◆ **Extrait affiché**
• • •
Si le changement contribue à rendre le travail plus rationnel, plus efficace, plus rentable…., il sera d’autant mieux accepté s’il est une source de fierté et d’identification. Le changement doit donc être présenté et vécu concrètement comme une préservation, voire un renforcement d’une identité professionnelle valorisante. On confond souvent résistance au changement et volonté des individus de maîtriser leur travail, de rester soi-même, d’exister et d’être reconnu par son travail. L’identité professionnelle est un facteur central du comportement. Le pilotage d’un changement doit donc inclure la façon dont les individus reconstruiront leur identité professionnelle.

  • Informer

Les personnes engagées et impactées par le changement ont besoin, en permanence, de savoir où l’on en est. Qu’est-ce qui a été réalisé ? Qu’est-ce qui a été réussi ? Face aux difficultés, quelles décisions et actions ?….. Ceux qui pilotent le changement doivent donc mettre en œuvre un système d’information efficace. Cela présente aussi deux autres avantages :

  • couper court aux rumeurs négatives (face à une carence informationnelle, on crée une information déviante),
  • montrer l’irréversibilité du changement : les choses sont engagées, elles se font, elles continuent à se faire. Nombre de sceptiques et d’opposants finiront par rejoindre la dynamique du changement, tout simplement, lorsqu’ils constateront que quoi qu’on dise, quoiqu’on fasse, le changement est engagé de manière irréversible.
  • Communiquer

L’information est unidirectionnelle : elle part d’une source et se transmet vers certains destinataires. Pour importante qu’elle soit, l’information présente aussi des limites : « Celui qui informe parie généralement sur le fait que le ou les destinataires prendront connaissance des messages, les comprendront, en tiendront compte dans leurs pratiques et dans leurs actions, ce qui peut être une illusion. »

En fait les personnes n’attendent pas seulement d’être informées, elles attendent aussi de pouvoir communiquer, c’est-à-dire échanger. Les pilotes du changement devront prévoir des moments d’échanges formels (réunions par exemple) et informels (à la machine à café par exemple). D’ailleurs, lorsque les personnes disent : « nous ne sommes pas ou pas assez informés », en réalité, ce qu’elles veulent plutôt dire, c’est : « nous voulons échanger, communiquer »

La communication permet également aux porteurs du changement de récolter deux feed-back importants :

  • comment les personnes comprennent-elles la démarche de changement, quel sens lui donnent-elles ?
  • quel est leur niveau d’adhésion et d’engagement réel ?
  • Parler vrai pour préserver la relation de confiance

Ceux qui initient et portent le changement ont hautement intérêt à tisser et maintenir une relation de confiance avec les différents acteurs. Pour cela, une ligne de conduite simple à poser, parfois plus difficile à appliquer : « Parler vrai ». La langue de bois, la dissimulation, le mensonge, la manipulation…. ne résistent pas à l’épreuve du temps et de l’intelligence des collaborateurs.
• • •
◆ **Données extraites**

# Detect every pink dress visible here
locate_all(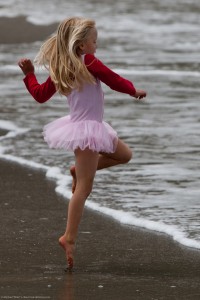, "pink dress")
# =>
[43,79,118,153]
[24,54,136,153]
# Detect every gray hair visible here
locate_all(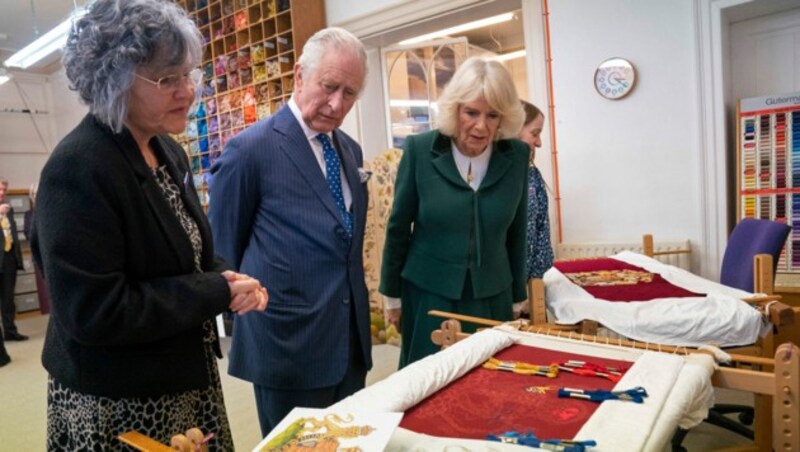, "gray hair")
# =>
[62,0,203,132]
[297,27,367,89]
[437,57,525,140]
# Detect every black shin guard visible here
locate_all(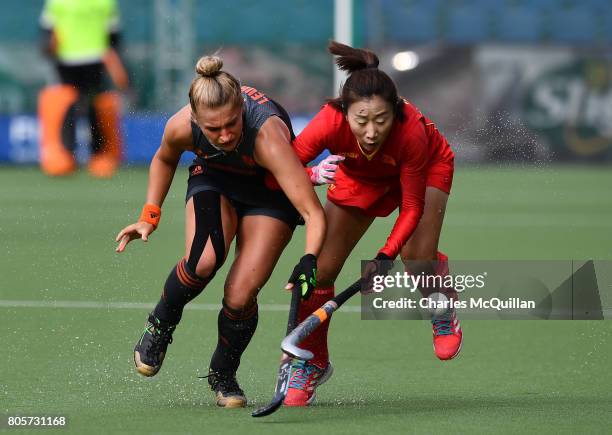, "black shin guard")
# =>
• • •
◆ **Tâche demandée**
Dans le passage sur la conduite du changement, relevez les pratiques dont il est dit qu'elles ne résistent pas à l'épreuve du temps et de l'intelligence des collaborateurs.

◆ **Résultat obtenu**
La langue de bois, la dissimulation, le mensonge, la manipulation.